# DAFTAR TUGAS
1. Apakah setiap pernyataan berikut sesuai dengan teks tentang RUU Kesehatan? Jawab ya atau tidak, lalu kutip kata-kata penentunya dari teks. (a) Indonesia saat ini memiliki 51.949 dokter spesialis. (b) Diskusi tempat Arianti berbicara diselenggarakan oleh Kementerian Kesehatan. (c) Sebanyak 59 persen spesialis berada di Pulau Jawa.
2. Tulis ulang bagian teks tentang RUU Kesehatan dari "RUU Kesehatan: Pro-Kontra" sampai "(Foto: AFP/Aditya Aji)", dengan "bayi" diganti menjadi "balita".

# BACAAN
——
RUU Kesehatan: Pro-Kontra Rumah Sakit Didik Dokter Spesialis

  • Nurhadi Sucahyo

Seorang dokter merawat bayi yang dites positif virus corona Covid-19 di sebuah rumah sakit di Bogor pada 23 Juni 2021, ketika tingkat infeksi di Indonesia melonjak dan rumah sakit kebanjiran pasien baru. (Foto: AFP/Aditya Aji)

Indonesia kekurangan puluhan ribu dokter spesialis. Pemerintah mencari terobosan dengan membuka kesempatan rumah sakit menyelenggarakan pendidikan, sebagaimana fakultas kesehatan. Sejumlah pakar mengingatkan ada resiko di balik rencana ini.

Rancangan Undang-Undang (RUU) Kesehatan kini sedang bergulir di DPR. Salah satu isu krusial yang dibahas di dalamnya adalah soal pendidikan kedokteran, sebagaimana dipaparkan Dirjen Tenaga Kesehatan Kementerian Kesehatan drg Arianti Anaya MKM.

“Dalam RUU baru, dibukakan peluang untuk Kementerian Kesehatan atau rumah sakit menjadi, bukan hanya sebagai tempat pendidikan, tetapi penyelengaraan pendidikan,” ujar Arianti.

Dirjen Tenaga Kesehatan, Kementerian Kesehatan, drg Arianti Anaya MKM. (Foto: Kemenkes)

Pejabat Kemenkes ini berbicara dalam diskusi “Urgensi Pendidikan Terintegrasi untuk Pemerataan Pelayanan Kesehatan.” Diskusi diselenggarakan oleh Universitas Gadjah Mada (UGM) Yogyakarta, Sabtu (8/4).

Terobosan ini diambil karena Indonesia kekurangan dokter, khususnya dokter spesialis. Saat ini, hanya ada 51.949 dokter spesialis. Sementara itu pemerintah menargetkan rasio dokter spesialis dibanding jumlah penduduk adalah 0,28/1.000. Untuk mencapai standar ideal, Indonesia kekurangan 30 ribu dokter spesialis. Dengan hanya memiliki 21 penyelenggara program studi spesialis, dan jumlah lulusan sekitar 2.700 per tahun, maka Indonesia membutuhkan lebih dari 10 tahun untuk bisa mencapai rasio ideal.

Masalah lain, kata Arianti, adalah pemerataan.

Petugas kesehatan mengambil sampel darah seorang anak Papua di rumah sakit sementara yang menangani pasien campak dan gizi buruk di Agats, ibu kota Kabupaten Asmat pada 25 Januari 2018. (Foto: AFP/Bay Ismoyo)

“Kalau kita lihat dari peta yang ada di Kementerian Kesehatan, memang kita bisa melihat bahwa 59 persen spesialis berada di Pulau Jawa,” tambahnya.
——
# DATA YANG DITAMPILKAN
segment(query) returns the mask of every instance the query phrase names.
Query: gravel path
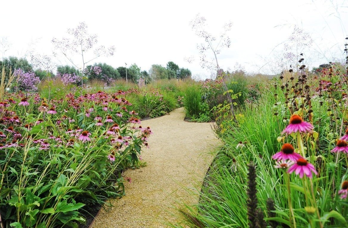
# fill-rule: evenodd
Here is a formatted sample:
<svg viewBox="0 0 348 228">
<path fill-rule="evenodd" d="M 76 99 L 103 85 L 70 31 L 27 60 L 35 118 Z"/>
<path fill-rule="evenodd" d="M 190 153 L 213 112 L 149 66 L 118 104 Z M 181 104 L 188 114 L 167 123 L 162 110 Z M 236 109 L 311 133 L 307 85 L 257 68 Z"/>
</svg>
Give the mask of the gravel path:
<svg viewBox="0 0 348 228">
<path fill-rule="evenodd" d="M 113 200 L 111 210 L 102 209 L 92 228 L 166 227 L 164 223 L 176 221 L 177 202 L 198 202 L 185 188 L 200 187 L 213 157 L 208 152 L 220 141 L 211 124 L 185 122 L 184 116 L 181 108 L 142 121 L 153 132 L 142 154 L 147 166 L 125 172 L 132 179 L 125 184 L 126 195 Z"/>
</svg>

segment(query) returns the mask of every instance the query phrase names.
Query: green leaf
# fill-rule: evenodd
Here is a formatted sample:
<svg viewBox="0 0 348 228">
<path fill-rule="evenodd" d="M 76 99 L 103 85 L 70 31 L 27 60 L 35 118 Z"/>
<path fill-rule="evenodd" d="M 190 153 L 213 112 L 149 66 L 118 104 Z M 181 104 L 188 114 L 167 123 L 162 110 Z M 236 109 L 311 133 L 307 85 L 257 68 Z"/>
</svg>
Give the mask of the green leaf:
<svg viewBox="0 0 348 228">
<path fill-rule="evenodd" d="M 10 226 L 11 227 L 15 227 L 15 228 L 23 228 L 23 227 L 18 222 L 12 222 L 10 224 Z"/>
<path fill-rule="evenodd" d="M 347 223 L 346 219 L 342 216 L 342 215 L 338 213 L 336 211 L 332 210 L 330 212 L 326 212 L 321 218 L 322 219 L 324 219 L 325 221 L 323 222 L 323 225 L 324 225 L 325 223 L 329 221 L 329 219 L 330 218 L 333 218 L 340 221 L 341 223 L 344 224 L 344 227 L 348 227 L 348 224 Z"/>
<path fill-rule="evenodd" d="M 40 211 L 40 212 L 43 214 L 54 214 L 55 212 L 54 209 L 52 208 L 45 208 Z"/>
</svg>

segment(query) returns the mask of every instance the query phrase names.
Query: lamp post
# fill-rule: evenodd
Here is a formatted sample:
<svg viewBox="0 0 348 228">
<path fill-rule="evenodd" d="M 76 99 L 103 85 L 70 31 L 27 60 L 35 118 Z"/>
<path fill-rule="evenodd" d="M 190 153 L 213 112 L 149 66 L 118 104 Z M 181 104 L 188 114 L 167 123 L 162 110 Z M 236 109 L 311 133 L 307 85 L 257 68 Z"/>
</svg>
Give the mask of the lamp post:
<svg viewBox="0 0 348 228">
<path fill-rule="evenodd" d="M 177 81 L 179 81 L 179 78 L 180 77 L 180 74 L 181 73 L 181 71 L 180 69 L 176 70 L 176 78 L 177 79 Z"/>
<path fill-rule="evenodd" d="M 127 63 L 126 63 L 126 83 L 128 83 L 128 79 L 127 78 Z"/>
</svg>

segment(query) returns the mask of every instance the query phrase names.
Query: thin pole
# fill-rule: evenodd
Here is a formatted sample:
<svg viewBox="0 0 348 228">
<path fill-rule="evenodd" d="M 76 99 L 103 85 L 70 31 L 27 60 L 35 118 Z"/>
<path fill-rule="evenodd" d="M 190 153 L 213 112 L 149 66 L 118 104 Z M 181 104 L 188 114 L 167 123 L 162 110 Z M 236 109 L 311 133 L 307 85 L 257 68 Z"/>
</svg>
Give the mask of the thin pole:
<svg viewBox="0 0 348 228">
<path fill-rule="evenodd" d="M 128 83 L 128 79 L 127 78 L 127 64 L 126 63 L 126 83 Z"/>
</svg>

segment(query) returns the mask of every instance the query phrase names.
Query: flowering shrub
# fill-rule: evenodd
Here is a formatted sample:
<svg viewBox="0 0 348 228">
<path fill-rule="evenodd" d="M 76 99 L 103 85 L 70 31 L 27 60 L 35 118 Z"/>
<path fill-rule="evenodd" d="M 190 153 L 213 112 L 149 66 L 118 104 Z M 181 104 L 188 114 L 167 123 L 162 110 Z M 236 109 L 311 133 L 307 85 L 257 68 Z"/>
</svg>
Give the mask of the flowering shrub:
<svg viewBox="0 0 348 228">
<path fill-rule="evenodd" d="M 69 85 L 77 85 L 81 80 L 81 77 L 78 75 L 76 75 L 74 73 L 72 74 L 66 73 L 63 74 L 62 75 L 61 75 L 60 73 L 57 73 L 57 77 L 61 77 L 61 80 L 62 80 L 63 84 L 65 86 Z"/>
<path fill-rule="evenodd" d="M 125 94 L 69 94 L 48 103 L 20 93 L 0 102 L 5 227 L 76 227 L 85 204 L 124 194 L 121 171 L 136 164 L 152 133 Z"/>
<path fill-rule="evenodd" d="M 20 68 L 14 72 L 15 77 L 18 78 L 17 83 L 19 88 L 26 91 L 37 90 L 37 85 L 40 83 L 39 77 L 35 75 L 34 72 L 24 73 Z"/>
</svg>

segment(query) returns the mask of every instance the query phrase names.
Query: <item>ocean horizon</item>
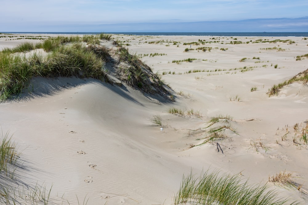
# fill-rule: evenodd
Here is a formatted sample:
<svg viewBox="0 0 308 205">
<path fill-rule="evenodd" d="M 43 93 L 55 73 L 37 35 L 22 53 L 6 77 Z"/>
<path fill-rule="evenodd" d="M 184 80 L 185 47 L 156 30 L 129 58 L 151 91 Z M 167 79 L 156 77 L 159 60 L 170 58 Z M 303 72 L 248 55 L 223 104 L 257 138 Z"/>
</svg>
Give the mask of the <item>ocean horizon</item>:
<svg viewBox="0 0 308 205">
<path fill-rule="evenodd" d="M 308 37 L 308 32 L 10 32 L 6 34 L 58 34 L 67 35 L 91 35 L 102 33 L 111 34 L 123 34 L 137 36 L 260 36 L 273 37 Z"/>
</svg>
——
# KUNCI JAWABAN
1.
(a) Ya: "Saat ini, hanya ada 51.949 dokter spesialis."
(b) Tidak: "Diskusi diselenggarakan oleh Universitas Gadjah Mada (UGM) Yogyakarta, Sabtu (8/4)."
(c) Ya: "59 persen spesialis berada di Pulau Jawa"

2.
RUU Kesehatan: Pro-Kontra Rumah Sakit Didik Dokter Spesialis

  • Nurhadi Sucahyo

Seorang dokter merawat balita yang dites positif virus corona Covid-19 di sebuah rumah sakit di Bogor pada 23 Juni 2021, ketika tingkat infeksi di Indonesia melonjak dan rumah sakit kebanjiran pasien baru. (Foto: AFP/Aditya Aji)